**EXCERPT PROVIDED**
══════════════════════════════

4) Applied one coat of epoxy as described next.

*Always wear chemical resistant gloves, I use the blue Nitrate cloves
that the tools trucks (Snap-On, Mac) sell to local automotive and
diesel garage mechanics. I use small cotton rags from t-shirts. 
Hold arrow at nock or point end, make one long continuous swipe
from end to end. Then rotate shaft 180 degrees and do again. (Do 
not attempt to double wipe on same side, the rag will stick to
the first coat).

5) After epoxy dries, check for raised grain. Remove if needed.

6) Apply a second coat of epoxy.

7) I will mark the shafts for my crown. I use 2 inch masking tape
at the crown line. I then spray the crowns on, (I usually use Krylon
enamels, and usually 2 coats will be enough). **If you are going to
use fluorescent colors, always spray a basecoat of white first.**

8) After crown dries, apply cresting lines (Testors model paints work great).

9) After crown and cresting are COMPLETELY dry, spray or brush the 
crown and crestings with a thin coat of Min Wax Water Based 
Polyacyrlic (blue can). I prefer to brush mine on while shaft is in my
crester. (I use an Arrow Specialties crester).

10) After poly dries, apply second coat.

11) After letting poly dry an hour, apply first coat of epoxy over 
entire shaft. Make sure to check wiping rag for paint residue 
after first arrow to insure that acetone is not attacking cresting 
and crown. If paint is being attacked, crest the arrow if 
needed, and give another coat of poly over all arrows. Some
paint will show up from the nock end where there wasn't any epoxy.

12) If all is ok, I will usually put on 5 to 7 coats of epoxy, 
make sure to smooth out finish very lightly with 0000 steel wool
between all coats. 

13) I then set nocks using Duco cement, and mount feathers with either 
Bohning Fletch Tape or regular super glues (not the gel stuff).
I prefer the tape. This makes for easy feather repair if needed.

══════════════════════════════

**Dataset items**

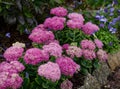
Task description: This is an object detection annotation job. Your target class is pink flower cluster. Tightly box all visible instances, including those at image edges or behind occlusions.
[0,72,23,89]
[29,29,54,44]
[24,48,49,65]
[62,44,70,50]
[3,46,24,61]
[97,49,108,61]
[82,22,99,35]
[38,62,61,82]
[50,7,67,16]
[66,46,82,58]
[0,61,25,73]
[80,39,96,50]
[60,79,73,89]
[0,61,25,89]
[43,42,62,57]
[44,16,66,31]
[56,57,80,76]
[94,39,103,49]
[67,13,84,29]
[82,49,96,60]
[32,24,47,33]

══════════════════════════════

**DIRECTIVES**
1. Answer these questions from the arrow-finishing steps:
(a) What does the writer use for wiping rags?
(b) What should be sprayed first when using fluorescent colors for the crown?
(c) What is used to smooth the finish between epoxy coats?
2. From the arrow-finishing steps, repeat the passage starting with "6) Apply a second" and going on through "paints work great).".
3. Using the arrow-finishing steps, explain why the epoxy should not be wiped twice on the same side of the shaft.
The data have no connection to the arrow-finishing steps.

**RESPONSES**
1.
(a) Small cotton rags from t-shirts.
(b) A basecoat of white.
(c) 0000 steel wool.

2.
6) Apply a second coat of epoxy.

7) I will mark the shafts for my crown. I use 2 inch masking tape
at the crown line. I then spray the crowns on, (I usually use Krylon
enamels, and usually 2 coats will be enough). **If you are going to
use fluorescent colors, always spray a basecoat of white first.**

8) After crown dries, apply cresting lines (Testors model paints work great).

3. A second wipe on the same side would make the rag stick to the first coat. So the steps call for one long continuous swipe from end to end. The shaft is then rotated 180 degrees for a swipe on the other side.